+++ Entries supplied +++

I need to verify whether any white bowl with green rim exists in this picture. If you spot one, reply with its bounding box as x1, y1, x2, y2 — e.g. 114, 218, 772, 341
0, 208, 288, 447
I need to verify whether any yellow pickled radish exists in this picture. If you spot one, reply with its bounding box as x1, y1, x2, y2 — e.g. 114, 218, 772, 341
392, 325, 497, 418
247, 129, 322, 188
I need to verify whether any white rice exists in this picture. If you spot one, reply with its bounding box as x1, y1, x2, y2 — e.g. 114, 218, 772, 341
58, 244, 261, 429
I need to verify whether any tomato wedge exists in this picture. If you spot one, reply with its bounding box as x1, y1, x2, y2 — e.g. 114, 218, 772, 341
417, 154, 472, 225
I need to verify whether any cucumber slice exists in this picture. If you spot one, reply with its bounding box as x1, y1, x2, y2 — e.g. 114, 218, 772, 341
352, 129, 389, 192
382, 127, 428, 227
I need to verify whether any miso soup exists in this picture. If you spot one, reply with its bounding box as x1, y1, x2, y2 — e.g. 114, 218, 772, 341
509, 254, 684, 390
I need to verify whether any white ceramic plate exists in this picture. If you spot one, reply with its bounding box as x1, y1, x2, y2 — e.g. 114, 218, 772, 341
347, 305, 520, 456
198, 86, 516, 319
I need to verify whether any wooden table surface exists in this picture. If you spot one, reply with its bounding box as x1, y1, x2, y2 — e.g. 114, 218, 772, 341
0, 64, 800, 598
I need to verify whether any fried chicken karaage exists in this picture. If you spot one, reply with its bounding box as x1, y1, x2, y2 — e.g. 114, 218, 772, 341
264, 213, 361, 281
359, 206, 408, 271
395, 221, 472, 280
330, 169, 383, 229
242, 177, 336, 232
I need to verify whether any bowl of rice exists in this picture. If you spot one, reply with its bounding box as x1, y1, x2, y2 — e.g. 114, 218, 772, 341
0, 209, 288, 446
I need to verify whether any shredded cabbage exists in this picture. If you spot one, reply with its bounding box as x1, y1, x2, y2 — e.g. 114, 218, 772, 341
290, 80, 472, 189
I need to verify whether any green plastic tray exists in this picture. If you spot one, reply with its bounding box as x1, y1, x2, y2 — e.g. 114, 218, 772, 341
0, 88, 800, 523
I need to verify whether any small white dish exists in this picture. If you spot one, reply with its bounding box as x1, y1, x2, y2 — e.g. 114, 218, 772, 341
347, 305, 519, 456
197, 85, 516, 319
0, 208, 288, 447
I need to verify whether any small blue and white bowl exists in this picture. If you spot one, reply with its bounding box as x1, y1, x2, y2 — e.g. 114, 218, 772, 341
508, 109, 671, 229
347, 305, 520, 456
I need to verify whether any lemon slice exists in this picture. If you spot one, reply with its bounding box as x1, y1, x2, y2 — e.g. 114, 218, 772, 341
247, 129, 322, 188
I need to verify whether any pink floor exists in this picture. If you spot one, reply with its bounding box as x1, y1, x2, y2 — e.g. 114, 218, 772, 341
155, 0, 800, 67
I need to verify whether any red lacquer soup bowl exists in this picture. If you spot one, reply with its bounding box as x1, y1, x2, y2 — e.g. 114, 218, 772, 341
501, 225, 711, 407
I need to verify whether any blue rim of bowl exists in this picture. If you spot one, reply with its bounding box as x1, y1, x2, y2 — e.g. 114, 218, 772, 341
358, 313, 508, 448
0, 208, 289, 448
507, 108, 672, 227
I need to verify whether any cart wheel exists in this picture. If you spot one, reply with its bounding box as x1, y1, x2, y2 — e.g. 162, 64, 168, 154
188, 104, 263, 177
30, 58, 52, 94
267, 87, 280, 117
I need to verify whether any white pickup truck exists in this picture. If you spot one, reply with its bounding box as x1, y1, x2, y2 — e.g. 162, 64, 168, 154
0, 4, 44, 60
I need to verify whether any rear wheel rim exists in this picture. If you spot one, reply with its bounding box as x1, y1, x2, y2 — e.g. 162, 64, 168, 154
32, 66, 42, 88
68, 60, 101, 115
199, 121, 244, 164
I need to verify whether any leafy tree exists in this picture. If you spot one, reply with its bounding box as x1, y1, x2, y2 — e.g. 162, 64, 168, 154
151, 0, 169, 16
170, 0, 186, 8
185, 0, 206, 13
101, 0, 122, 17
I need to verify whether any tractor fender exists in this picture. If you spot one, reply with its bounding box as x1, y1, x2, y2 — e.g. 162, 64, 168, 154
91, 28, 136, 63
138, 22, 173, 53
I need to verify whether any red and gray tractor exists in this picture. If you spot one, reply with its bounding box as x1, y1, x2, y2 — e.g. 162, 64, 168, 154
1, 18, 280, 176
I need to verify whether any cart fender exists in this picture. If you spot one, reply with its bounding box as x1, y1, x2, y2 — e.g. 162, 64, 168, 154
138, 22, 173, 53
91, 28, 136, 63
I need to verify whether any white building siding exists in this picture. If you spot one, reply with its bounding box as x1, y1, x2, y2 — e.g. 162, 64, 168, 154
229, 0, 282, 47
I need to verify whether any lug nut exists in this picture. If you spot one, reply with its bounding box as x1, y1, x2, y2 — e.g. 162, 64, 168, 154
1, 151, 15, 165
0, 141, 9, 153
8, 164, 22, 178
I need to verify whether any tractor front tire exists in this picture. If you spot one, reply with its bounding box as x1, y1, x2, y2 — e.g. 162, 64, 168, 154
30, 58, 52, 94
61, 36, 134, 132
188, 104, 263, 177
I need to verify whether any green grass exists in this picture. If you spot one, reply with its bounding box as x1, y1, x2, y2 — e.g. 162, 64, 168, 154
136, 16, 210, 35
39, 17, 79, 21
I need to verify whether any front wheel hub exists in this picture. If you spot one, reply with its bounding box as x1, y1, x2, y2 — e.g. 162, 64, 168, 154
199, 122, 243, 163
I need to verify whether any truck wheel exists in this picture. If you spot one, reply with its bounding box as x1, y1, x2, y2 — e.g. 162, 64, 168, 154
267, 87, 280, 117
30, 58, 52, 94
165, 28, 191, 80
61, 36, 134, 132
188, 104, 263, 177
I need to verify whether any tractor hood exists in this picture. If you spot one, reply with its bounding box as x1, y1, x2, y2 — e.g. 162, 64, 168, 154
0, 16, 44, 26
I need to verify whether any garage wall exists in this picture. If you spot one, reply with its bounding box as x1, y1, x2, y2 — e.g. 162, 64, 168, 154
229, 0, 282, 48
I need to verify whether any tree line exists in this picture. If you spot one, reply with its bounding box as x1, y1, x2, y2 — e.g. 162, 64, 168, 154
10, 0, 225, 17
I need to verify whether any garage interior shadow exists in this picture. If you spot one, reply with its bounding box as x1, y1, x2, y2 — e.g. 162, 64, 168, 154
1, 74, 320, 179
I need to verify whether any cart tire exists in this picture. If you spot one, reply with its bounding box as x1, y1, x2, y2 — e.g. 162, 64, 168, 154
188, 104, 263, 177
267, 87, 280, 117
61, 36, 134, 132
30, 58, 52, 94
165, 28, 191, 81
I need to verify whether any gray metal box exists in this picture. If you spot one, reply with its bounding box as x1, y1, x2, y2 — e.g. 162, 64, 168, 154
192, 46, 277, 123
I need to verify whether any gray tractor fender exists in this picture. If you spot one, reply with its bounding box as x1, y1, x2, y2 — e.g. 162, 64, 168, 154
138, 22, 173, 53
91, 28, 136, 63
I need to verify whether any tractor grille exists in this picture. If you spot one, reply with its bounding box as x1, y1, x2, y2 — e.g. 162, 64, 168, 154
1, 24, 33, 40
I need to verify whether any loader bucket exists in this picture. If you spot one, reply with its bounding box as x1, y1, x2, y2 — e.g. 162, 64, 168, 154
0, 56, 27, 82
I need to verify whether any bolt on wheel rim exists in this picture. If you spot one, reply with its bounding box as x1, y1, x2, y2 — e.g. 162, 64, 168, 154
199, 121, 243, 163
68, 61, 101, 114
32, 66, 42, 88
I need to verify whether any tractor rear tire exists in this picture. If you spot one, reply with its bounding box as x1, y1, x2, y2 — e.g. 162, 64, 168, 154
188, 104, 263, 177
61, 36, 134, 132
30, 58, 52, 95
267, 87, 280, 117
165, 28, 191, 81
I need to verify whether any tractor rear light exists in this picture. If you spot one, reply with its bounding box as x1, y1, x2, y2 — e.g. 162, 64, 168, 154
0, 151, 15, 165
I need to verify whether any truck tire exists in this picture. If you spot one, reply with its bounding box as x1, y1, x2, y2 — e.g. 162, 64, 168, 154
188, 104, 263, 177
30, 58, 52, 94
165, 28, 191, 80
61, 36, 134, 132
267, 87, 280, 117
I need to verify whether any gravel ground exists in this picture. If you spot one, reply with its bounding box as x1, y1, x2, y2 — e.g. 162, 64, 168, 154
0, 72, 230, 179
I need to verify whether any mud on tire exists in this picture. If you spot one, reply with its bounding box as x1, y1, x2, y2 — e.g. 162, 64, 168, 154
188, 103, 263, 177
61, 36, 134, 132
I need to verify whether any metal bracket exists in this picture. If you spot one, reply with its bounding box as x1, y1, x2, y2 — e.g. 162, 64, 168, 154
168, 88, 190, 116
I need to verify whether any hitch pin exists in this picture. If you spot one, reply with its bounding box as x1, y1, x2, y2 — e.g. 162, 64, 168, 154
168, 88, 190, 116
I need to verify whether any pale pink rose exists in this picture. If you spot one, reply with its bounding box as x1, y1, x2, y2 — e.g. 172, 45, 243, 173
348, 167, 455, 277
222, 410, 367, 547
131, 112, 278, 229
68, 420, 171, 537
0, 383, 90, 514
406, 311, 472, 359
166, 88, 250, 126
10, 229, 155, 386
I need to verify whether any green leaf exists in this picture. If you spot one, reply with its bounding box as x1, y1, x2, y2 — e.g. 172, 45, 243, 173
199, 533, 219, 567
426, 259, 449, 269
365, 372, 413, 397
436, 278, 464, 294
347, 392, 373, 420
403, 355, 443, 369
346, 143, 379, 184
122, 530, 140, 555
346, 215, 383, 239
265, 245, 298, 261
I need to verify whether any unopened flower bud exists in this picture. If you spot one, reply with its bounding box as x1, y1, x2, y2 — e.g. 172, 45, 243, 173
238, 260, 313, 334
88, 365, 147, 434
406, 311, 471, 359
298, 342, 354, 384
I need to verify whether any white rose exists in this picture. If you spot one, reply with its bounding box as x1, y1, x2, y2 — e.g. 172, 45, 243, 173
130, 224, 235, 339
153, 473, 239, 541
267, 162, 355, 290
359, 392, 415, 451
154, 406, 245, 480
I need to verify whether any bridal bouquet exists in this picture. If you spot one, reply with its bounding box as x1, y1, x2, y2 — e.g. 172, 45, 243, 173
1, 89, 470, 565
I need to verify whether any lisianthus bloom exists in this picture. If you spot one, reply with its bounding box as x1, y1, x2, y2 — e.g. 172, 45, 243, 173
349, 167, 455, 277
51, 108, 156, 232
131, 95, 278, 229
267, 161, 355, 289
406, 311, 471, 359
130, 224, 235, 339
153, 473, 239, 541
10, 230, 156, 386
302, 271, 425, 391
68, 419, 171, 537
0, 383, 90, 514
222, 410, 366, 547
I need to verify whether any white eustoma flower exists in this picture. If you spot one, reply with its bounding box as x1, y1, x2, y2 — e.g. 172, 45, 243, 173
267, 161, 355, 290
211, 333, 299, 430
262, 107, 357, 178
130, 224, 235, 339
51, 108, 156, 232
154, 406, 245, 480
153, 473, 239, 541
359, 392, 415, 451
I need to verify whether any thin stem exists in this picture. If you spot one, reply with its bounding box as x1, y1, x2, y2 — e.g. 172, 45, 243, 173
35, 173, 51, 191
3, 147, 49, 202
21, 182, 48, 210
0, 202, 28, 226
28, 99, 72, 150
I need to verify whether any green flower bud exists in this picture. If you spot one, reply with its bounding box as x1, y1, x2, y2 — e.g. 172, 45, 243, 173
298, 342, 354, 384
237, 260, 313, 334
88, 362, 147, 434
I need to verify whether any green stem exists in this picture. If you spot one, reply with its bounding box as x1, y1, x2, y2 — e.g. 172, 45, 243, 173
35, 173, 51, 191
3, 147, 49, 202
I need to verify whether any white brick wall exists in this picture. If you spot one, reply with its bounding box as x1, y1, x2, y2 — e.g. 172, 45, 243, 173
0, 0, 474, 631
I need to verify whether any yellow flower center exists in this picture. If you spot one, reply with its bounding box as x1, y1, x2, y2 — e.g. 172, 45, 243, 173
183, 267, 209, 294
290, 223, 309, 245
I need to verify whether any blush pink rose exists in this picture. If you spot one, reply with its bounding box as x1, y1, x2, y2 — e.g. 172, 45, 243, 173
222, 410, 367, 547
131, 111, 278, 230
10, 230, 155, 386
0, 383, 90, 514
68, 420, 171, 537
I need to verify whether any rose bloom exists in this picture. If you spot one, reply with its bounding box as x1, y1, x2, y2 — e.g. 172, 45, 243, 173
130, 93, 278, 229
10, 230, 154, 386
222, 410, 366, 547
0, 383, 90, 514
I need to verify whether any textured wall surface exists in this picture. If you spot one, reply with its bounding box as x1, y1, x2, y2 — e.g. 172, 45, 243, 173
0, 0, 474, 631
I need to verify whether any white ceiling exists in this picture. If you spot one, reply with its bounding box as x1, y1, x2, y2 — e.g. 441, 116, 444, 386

+++

| Your objective |
Convert the material above, starting at the line that contains "I need to verify whether any tractor hood" and ending at the line that contains "0, 16, 44, 26", into a JSON list of strings with one string per line. Leave out any blank lines.

| Right answer |
[
  "I need to verify whether any tractor hood exists in this picture. If you spot one, reply with its bounding box as x1, y1, x2, y2 — e.g. 162, 64, 168, 154",
  "0, 16, 44, 26"
]